→ **Instructions to follow**
What lines in the following entries hold the word "below"? Copy each one.
---- Provided material
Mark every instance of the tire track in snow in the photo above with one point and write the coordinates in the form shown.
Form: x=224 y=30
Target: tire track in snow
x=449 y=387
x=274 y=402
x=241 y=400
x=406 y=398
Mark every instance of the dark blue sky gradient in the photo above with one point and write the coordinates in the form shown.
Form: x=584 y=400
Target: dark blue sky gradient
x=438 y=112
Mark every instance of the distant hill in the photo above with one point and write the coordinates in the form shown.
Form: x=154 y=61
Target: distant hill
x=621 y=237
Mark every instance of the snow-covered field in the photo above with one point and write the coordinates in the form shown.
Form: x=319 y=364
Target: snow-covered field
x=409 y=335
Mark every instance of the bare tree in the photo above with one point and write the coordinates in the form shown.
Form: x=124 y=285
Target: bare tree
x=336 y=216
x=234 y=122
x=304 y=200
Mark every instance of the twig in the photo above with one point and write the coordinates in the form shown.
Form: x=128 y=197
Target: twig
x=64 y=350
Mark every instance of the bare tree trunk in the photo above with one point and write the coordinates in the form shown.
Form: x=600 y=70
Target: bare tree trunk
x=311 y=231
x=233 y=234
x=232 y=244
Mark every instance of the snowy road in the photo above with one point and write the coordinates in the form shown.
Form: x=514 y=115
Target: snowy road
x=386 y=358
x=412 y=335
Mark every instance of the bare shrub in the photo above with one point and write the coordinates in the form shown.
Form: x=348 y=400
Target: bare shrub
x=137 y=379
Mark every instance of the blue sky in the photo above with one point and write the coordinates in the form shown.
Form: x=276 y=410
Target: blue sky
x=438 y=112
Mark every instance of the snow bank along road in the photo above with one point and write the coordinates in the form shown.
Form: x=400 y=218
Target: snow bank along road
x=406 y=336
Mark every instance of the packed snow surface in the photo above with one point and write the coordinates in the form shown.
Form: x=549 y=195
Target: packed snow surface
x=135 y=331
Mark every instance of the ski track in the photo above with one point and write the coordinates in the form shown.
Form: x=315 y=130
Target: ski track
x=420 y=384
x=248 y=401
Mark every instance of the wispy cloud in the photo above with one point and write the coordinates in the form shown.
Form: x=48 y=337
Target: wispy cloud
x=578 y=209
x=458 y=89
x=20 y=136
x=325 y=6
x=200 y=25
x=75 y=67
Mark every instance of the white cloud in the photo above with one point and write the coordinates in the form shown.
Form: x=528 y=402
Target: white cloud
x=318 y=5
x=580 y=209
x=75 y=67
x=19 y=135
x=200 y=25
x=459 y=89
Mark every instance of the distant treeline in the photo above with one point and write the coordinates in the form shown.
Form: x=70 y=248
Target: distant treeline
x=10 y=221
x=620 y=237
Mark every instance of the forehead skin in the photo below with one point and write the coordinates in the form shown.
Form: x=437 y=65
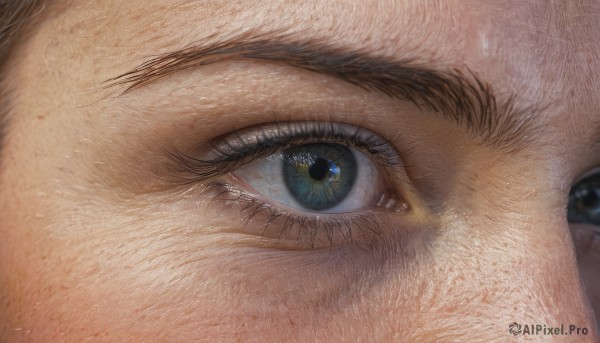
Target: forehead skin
x=82 y=258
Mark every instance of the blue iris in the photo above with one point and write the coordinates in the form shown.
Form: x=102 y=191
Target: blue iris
x=319 y=176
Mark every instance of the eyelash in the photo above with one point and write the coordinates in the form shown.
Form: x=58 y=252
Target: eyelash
x=227 y=153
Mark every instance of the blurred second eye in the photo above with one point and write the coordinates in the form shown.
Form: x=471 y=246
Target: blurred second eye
x=321 y=177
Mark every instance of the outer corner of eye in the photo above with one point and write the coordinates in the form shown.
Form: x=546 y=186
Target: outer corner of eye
x=320 y=178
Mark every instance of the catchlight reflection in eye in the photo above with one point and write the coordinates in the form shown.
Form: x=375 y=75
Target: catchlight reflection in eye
x=318 y=177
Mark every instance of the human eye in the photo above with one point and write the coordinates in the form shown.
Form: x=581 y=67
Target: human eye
x=583 y=214
x=303 y=184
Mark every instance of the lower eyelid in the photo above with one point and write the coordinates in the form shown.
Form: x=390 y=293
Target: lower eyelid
x=285 y=229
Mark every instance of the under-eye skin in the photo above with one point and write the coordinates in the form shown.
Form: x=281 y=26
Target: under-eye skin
x=299 y=184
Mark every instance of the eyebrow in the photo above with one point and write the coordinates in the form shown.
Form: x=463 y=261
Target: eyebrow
x=457 y=94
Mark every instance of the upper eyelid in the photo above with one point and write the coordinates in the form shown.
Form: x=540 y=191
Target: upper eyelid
x=225 y=154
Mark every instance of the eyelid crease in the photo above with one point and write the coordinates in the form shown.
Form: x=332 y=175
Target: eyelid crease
x=231 y=151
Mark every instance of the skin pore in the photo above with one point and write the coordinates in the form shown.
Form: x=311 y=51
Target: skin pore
x=100 y=241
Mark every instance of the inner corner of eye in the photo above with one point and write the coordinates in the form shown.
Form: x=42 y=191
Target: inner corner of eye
x=317 y=178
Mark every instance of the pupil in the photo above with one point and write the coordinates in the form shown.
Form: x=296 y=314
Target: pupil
x=319 y=169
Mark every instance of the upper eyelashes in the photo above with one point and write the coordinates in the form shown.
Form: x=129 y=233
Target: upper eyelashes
x=313 y=183
x=229 y=152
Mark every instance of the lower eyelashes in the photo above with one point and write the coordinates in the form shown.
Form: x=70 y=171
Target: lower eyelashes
x=300 y=184
x=283 y=229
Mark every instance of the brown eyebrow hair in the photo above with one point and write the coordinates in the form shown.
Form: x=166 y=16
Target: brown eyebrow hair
x=459 y=95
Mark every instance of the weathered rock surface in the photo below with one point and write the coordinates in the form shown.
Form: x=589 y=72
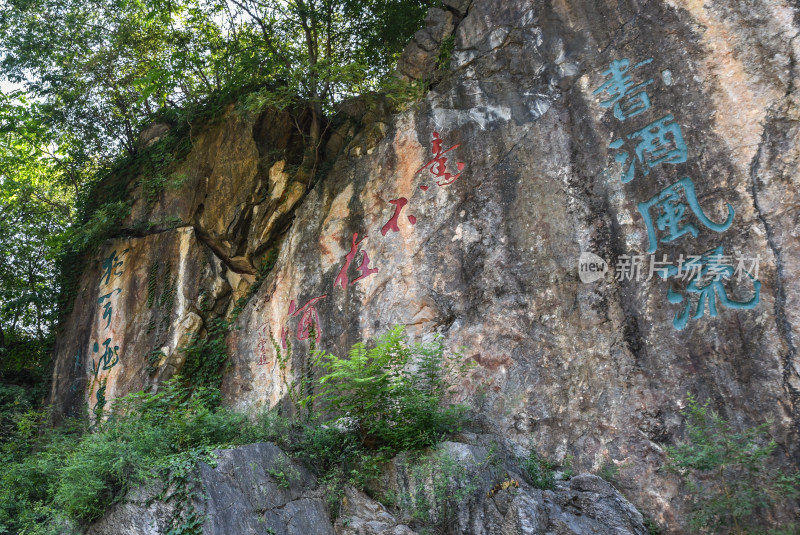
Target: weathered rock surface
x=556 y=162
x=498 y=500
x=242 y=495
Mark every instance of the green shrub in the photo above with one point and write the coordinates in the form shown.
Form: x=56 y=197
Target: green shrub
x=441 y=483
x=539 y=470
x=393 y=395
x=727 y=474
x=48 y=476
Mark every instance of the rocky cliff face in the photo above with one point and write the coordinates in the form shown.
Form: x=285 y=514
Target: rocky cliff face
x=660 y=136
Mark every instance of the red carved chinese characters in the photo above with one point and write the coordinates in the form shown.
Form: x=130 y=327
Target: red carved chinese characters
x=262 y=346
x=392 y=223
x=363 y=267
x=308 y=318
x=341 y=278
x=438 y=164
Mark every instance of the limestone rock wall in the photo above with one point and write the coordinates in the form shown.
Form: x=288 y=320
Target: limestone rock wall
x=628 y=130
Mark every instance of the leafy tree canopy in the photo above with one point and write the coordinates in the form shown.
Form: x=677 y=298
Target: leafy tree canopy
x=92 y=73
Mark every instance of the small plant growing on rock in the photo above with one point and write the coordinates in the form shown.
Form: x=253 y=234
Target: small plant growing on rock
x=394 y=395
x=539 y=470
x=726 y=472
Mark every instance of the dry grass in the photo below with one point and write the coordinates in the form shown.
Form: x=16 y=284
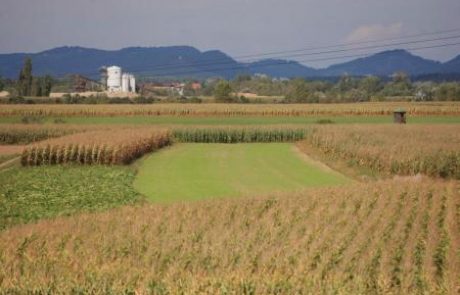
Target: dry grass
x=385 y=237
x=405 y=150
x=365 y=109
x=113 y=146
x=24 y=134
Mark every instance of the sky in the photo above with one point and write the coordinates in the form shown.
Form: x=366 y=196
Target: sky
x=237 y=27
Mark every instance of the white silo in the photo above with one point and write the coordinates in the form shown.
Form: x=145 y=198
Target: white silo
x=125 y=82
x=132 y=83
x=114 y=78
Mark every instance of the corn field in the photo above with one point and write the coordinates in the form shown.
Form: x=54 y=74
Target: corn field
x=239 y=135
x=379 y=238
x=24 y=134
x=113 y=147
x=404 y=150
x=291 y=110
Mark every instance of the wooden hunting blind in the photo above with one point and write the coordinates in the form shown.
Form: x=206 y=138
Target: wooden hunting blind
x=399 y=116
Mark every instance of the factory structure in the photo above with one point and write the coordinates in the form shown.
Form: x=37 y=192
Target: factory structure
x=115 y=81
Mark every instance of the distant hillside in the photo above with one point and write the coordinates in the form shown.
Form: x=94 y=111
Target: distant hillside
x=281 y=68
x=386 y=63
x=452 y=66
x=186 y=61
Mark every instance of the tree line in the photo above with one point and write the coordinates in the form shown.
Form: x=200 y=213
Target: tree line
x=27 y=84
x=346 y=89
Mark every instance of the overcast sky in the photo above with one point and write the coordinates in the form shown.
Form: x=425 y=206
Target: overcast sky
x=237 y=27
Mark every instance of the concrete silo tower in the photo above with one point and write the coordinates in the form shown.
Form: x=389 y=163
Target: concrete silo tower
x=125 y=82
x=132 y=83
x=114 y=79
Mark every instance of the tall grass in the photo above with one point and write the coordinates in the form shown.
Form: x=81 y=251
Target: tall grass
x=264 y=245
x=239 y=135
x=20 y=134
x=110 y=147
x=294 y=110
x=404 y=150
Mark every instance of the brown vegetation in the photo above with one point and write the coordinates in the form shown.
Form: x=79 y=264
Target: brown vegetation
x=385 y=237
x=115 y=146
x=393 y=149
x=365 y=109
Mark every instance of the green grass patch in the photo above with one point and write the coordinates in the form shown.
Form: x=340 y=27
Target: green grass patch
x=30 y=194
x=199 y=171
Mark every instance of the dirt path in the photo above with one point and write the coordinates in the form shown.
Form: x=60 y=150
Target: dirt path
x=317 y=163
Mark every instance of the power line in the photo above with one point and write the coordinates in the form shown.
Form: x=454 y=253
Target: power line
x=166 y=67
x=287 y=62
x=225 y=60
x=351 y=43
x=317 y=53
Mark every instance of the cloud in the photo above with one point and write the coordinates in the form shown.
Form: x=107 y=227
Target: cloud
x=375 y=32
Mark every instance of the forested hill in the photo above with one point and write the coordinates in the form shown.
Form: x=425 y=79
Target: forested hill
x=186 y=61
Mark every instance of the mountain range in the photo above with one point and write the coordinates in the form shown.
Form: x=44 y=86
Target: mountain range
x=186 y=61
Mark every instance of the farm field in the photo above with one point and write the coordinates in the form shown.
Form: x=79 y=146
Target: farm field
x=232 y=120
x=233 y=110
x=376 y=238
x=199 y=171
x=230 y=199
x=34 y=193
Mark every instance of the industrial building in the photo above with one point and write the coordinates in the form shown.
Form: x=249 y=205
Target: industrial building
x=116 y=81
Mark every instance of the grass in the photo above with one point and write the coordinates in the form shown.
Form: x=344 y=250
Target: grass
x=236 y=120
x=30 y=194
x=198 y=171
x=355 y=239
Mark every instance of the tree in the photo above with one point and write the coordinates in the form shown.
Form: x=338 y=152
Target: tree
x=25 y=78
x=46 y=85
x=223 y=91
x=36 y=89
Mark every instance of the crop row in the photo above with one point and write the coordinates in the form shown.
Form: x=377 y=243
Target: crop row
x=96 y=147
x=238 y=135
x=404 y=150
x=17 y=134
x=361 y=239
x=365 y=109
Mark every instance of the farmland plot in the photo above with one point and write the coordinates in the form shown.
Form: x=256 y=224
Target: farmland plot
x=196 y=171
x=384 y=237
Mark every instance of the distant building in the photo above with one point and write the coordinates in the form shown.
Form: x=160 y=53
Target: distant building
x=117 y=81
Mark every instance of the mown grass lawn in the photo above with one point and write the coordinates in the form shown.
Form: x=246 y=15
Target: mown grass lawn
x=199 y=171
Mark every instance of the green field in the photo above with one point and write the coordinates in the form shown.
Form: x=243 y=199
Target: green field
x=30 y=194
x=237 y=120
x=198 y=171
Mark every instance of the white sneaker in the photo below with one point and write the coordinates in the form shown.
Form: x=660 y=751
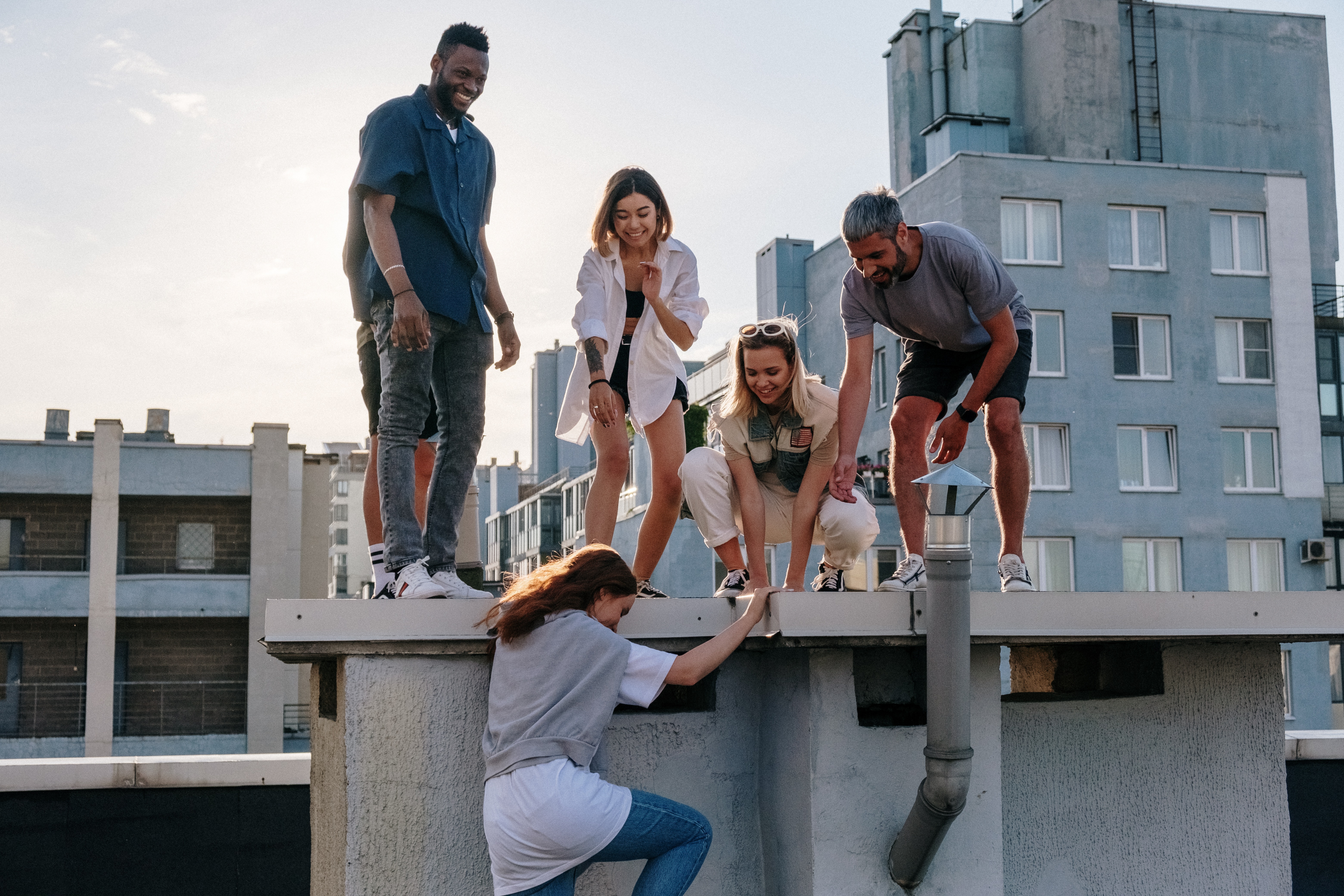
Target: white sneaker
x=828 y=578
x=413 y=582
x=909 y=577
x=455 y=588
x=1013 y=574
x=733 y=585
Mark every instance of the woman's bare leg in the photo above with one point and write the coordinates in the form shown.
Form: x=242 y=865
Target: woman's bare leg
x=667 y=448
x=613 y=463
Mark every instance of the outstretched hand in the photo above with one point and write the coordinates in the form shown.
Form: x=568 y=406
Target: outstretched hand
x=949 y=439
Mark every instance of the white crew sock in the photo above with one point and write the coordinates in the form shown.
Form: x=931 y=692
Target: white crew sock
x=381 y=574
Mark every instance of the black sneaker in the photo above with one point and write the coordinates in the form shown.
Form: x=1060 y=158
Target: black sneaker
x=733 y=585
x=828 y=580
x=647 y=590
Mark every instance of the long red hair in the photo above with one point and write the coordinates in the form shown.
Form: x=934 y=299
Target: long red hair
x=573 y=582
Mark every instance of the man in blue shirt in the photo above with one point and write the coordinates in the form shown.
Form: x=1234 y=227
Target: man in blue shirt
x=423 y=276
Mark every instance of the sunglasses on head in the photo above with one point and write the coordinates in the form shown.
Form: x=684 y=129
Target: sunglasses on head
x=765 y=330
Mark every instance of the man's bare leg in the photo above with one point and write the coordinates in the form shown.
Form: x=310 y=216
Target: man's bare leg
x=1010 y=472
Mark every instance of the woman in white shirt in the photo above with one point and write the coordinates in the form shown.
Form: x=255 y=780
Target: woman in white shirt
x=558 y=672
x=639 y=303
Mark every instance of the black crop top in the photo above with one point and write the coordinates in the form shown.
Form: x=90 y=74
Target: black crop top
x=634 y=303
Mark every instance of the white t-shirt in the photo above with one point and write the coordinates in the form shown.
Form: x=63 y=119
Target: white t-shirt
x=544 y=820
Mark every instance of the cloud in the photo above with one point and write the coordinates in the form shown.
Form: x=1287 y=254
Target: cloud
x=132 y=61
x=189 y=104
--------
→ **Worked solution**
Mark every instance of the forehead skin in the photo below with one point and write the coordinates in the form shown.
Mark every instance of the weathered rock surface in the photo below with one point and write the coordinates in the form shown.
Mark every instance of the dry grass in the photo below with one point and write the coordinates in the form shown.
Mark every instance of the white sneaker in the photo below with one point and write the coordinates in the form shown.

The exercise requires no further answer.